WHAT THE TASK REQUIRES: Each entry must appear again exactly as it does in the source.

SOURCE MATERIAL:

=======

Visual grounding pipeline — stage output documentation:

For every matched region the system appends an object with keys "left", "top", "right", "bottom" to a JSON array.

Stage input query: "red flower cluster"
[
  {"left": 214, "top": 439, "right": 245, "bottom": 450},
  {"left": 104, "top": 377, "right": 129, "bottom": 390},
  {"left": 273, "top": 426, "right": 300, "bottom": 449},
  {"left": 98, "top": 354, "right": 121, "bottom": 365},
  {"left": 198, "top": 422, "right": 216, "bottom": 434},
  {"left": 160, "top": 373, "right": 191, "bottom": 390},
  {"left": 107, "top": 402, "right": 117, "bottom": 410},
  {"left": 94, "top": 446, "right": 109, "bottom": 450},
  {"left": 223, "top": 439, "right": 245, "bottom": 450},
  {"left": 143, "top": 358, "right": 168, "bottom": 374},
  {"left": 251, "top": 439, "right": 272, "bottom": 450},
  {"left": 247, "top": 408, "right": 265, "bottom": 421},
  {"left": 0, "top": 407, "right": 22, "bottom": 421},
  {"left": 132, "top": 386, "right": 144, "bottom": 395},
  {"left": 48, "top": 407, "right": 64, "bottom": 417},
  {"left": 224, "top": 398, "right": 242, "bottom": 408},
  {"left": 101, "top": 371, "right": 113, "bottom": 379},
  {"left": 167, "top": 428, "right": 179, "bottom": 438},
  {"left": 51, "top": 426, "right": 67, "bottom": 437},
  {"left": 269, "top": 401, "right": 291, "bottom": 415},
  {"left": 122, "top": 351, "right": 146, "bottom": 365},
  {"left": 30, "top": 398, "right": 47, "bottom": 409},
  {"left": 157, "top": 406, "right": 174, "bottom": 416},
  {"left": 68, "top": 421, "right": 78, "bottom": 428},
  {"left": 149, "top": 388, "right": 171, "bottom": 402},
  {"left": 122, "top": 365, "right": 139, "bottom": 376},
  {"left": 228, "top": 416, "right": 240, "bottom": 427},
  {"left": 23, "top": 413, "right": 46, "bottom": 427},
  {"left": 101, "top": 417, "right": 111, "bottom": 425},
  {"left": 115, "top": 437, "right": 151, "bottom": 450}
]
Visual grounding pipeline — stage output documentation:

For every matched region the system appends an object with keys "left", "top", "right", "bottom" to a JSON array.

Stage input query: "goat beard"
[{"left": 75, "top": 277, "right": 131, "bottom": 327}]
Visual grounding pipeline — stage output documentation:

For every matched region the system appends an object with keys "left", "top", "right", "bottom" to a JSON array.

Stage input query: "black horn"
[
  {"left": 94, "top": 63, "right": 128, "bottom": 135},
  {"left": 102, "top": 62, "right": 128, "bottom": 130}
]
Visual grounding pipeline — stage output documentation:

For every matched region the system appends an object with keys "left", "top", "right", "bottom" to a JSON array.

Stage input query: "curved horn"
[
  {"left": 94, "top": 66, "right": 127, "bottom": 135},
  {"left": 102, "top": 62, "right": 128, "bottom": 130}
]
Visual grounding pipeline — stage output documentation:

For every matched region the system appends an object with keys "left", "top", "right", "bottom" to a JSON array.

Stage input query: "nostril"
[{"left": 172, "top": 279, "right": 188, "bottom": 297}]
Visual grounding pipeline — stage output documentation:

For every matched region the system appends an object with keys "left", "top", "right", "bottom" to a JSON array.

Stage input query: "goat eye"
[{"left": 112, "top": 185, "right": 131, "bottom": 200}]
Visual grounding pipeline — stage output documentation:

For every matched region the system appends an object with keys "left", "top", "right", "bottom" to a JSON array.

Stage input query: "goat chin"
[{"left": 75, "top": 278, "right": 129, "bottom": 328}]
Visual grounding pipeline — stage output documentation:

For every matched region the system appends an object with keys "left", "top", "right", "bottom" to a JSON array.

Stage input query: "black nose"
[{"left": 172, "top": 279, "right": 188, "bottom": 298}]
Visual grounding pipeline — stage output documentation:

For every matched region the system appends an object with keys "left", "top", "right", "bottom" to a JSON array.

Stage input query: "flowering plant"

=======

RESPONSE BELOW:
Visual grounding pipeline — stage output documentation:

For every matched region the system appends an object with keys "left", "top", "right", "bottom" to a JSON array.

Stage input query: "red flower cluster"
[
  {"left": 214, "top": 439, "right": 245, "bottom": 450},
  {"left": 104, "top": 377, "right": 129, "bottom": 390},
  {"left": 273, "top": 426, "right": 300, "bottom": 449},
  {"left": 98, "top": 354, "right": 121, "bottom": 365},
  {"left": 198, "top": 422, "right": 216, "bottom": 434},
  {"left": 160, "top": 373, "right": 191, "bottom": 390},
  {"left": 107, "top": 402, "right": 117, "bottom": 410},
  {"left": 94, "top": 446, "right": 109, "bottom": 450},
  {"left": 223, "top": 439, "right": 245, "bottom": 450},
  {"left": 143, "top": 358, "right": 168, "bottom": 374},
  {"left": 251, "top": 439, "right": 272, "bottom": 450},
  {"left": 247, "top": 408, "right": 265, "bottom": 421},
  {"left": 0, "top": 407, "right": 22, "bottom": 421},
  {"left": 132, "top": 386, "right": 144, "bottom": 395},
  {"left": 48, "top": 407, "right": 64, "bottom": 417},
  {"left": 224, "top": 398, "right": 242, "bottom": 408},
  {"left": 101, "top": 371, "right": 113, "bottom": 379},
  {"left": 167, "top": 428, "right": 179, "bottom": 438},
  {"left": 51, "top": 426, "right": 67, "bottom": 437},
  {"left": 269, "top": 401, "right": 291, "bottom": 415},
  {"left": 122, "top": 351, "right": 146, "bottom": 365},
  {"left": 30, "top": 398, "right": 47, "bottom": 409},
  {"left": 157, "top": 406, "right": 174, "bottom": 416},
  {"left": 68, "top": 421, "right": 78, "bottom": 428},
  {"left": 149, "top": 388, "right": 171, "bottom": 402},
  {"left": 122, "top": 365, "right": 139, "bottom": 376},
  {"left": 228, "top": 416, "right": 240, "bottom": 427},
  {"left": 23, "top": 413, "right": 46, "bottom": 427},
  {"left": 101, "top": 417, "right": 111, "bottom": 425},
  {"left": 115, "top": 437, "right": 151, "bottom": 450}
]
Visual grounding pipeline — stage output documentation:

For every matched region the system appends an object with keys "left", "top", "right", "bottom" to a JSON array.

Stage input query: "goat beard"
[{"left": 75, "top": 277, "right": 131, "bottom": 327}]
Visual grounding pipeline — stage output documentation:

For every matched region the system appends an object with keys "left", "top", "right", "bottom" to a JSON array.

Stage input query: "black horn"
[
  {"left": 94, "top": 63, "right": 128, "bottom": 135},
  {"left": 102, "top": 62, "right": 128, "bottom": 130}
]
Visual grounding pipeline — stage output documentation:

For every matched region the system appends an object with keys "left", "top", "right", "bottom" to a JSON array.

Stage input query: "curved horn"
[
  {"left": 94, "top": 66, "right": 127, "bottom": 135},
  {"left": 102, "top": 62, "right": 128, "bottom": 130}
]
Visual grounding pipeline — stage output documentation:

For every matched region the system appends an object with keys "left", "top", "right", "bottom" to a JSON array.

Stage input query: "nostril"
[{"left": 172, "top": 279, "right": 188, "bottom": 297}]
Visual grounding pipeline — stage output documentation:

For every matched region the system appends an object with keys "left", "top", "right", "bottom" to a JSON array.

Stage input query: "goat eye"
[{"left": 112, "top": 185, "right": 131, "bottom": 200}]
Visual grounding pipeline — stage output documentation:

For every matched region the system appends an object with keys "left", "top", "right", "bottom" to a JSON array.

Stage input query: "goat chin"
[{"left": 75, "top": 278, "right": 129, "bottom": 328}]
Visual grounding pipeline — stage output documentation:

For every matched region the system appends an object with keys "left", "top", "right", "bottom" to a JSON array.

Stage input query: "black nose"
[{"left": 172, "top": 279, "right": 188, "bottom": 298}]
Visual grounding pipeline — stage output documentation:

For every matched region the system appends an object with keys "left", "top", "right", "bottom" to a JSON array.

Stage input query: "flowering plant"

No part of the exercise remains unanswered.